** START OF Dataset **

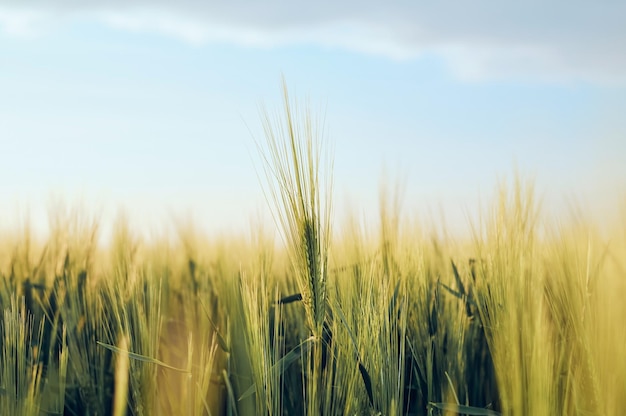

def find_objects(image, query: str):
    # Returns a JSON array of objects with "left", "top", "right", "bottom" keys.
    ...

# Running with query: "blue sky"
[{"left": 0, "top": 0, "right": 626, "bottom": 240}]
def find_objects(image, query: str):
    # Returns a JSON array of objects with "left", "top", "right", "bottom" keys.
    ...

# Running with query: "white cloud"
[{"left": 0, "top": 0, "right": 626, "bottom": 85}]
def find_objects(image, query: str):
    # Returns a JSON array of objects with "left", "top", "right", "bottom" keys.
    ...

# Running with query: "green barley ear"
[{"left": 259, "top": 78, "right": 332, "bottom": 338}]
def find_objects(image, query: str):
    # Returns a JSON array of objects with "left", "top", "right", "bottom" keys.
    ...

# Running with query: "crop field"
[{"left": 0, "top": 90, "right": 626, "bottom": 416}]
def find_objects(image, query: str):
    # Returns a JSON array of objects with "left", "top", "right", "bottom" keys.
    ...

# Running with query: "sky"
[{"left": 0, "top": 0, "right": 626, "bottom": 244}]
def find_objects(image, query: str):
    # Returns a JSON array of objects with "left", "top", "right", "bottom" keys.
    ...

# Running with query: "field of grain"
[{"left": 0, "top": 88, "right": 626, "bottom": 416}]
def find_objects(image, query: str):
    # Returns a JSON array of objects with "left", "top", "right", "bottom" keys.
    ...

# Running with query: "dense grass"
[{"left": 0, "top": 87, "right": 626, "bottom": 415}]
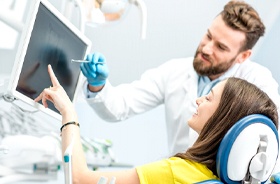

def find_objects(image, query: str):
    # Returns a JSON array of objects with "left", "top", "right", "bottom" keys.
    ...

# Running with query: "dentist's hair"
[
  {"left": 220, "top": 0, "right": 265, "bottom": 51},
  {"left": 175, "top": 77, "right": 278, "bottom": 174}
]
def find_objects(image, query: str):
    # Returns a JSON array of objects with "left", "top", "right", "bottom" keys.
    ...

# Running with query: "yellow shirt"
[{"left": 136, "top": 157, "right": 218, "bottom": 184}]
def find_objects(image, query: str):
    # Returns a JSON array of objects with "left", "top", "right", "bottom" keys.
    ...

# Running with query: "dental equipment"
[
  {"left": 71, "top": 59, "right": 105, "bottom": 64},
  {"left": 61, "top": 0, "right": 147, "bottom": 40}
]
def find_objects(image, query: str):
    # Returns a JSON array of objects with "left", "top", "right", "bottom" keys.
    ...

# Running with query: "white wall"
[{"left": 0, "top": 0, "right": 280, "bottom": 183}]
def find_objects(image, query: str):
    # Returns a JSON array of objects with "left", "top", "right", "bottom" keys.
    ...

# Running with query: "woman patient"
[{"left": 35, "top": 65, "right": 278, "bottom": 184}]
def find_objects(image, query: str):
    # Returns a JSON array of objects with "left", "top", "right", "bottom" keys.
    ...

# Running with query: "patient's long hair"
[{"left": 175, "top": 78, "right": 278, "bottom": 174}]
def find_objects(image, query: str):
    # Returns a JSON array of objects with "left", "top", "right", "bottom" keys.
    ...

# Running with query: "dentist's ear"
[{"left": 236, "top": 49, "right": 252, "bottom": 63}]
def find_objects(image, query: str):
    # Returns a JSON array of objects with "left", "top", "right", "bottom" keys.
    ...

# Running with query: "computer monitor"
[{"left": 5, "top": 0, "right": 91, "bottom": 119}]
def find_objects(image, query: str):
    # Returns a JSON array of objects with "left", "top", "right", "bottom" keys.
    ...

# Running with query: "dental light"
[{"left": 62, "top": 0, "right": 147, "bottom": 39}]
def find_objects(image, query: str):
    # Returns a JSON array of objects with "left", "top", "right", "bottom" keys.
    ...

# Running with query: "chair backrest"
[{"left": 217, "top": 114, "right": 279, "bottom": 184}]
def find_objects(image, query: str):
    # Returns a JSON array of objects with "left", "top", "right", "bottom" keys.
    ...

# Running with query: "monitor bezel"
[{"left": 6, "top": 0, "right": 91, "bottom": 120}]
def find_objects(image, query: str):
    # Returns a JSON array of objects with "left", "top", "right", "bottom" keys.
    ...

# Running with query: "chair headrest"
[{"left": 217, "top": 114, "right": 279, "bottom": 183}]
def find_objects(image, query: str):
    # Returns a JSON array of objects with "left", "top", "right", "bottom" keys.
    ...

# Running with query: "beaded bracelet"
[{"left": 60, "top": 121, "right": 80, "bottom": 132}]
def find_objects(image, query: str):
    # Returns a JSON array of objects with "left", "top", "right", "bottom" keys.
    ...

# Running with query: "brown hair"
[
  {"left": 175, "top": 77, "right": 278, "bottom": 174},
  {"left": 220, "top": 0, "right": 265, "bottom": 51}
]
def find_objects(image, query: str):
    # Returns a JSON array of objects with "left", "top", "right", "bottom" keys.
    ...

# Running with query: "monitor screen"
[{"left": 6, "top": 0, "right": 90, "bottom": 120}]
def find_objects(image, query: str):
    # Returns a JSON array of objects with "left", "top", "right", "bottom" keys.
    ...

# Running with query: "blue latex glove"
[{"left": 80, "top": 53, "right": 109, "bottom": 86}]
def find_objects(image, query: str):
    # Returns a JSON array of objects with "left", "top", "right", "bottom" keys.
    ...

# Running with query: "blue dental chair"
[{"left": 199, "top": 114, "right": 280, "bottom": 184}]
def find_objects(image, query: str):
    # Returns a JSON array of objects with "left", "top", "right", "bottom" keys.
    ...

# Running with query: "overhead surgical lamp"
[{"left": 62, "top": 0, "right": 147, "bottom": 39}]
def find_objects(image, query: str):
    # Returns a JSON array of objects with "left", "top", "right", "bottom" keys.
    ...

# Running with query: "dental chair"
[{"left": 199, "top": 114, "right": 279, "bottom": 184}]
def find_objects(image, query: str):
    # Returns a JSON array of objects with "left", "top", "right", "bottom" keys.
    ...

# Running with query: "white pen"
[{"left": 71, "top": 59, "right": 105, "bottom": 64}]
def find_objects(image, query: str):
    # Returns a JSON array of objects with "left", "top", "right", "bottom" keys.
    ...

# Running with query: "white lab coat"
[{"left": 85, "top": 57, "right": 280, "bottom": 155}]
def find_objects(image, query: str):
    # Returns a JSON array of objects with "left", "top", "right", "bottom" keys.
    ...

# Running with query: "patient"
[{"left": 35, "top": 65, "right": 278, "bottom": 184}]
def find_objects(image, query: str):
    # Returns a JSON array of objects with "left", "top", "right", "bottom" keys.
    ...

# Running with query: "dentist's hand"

** END OF Dataset **

Required task:
Return each line of the material that contains the string "chair".

Answer:
# Running with query: "chair backrest"
# Running with query: "chair headrest"
# Running with query: "blue dental chair"
# Running with query: "dental chair"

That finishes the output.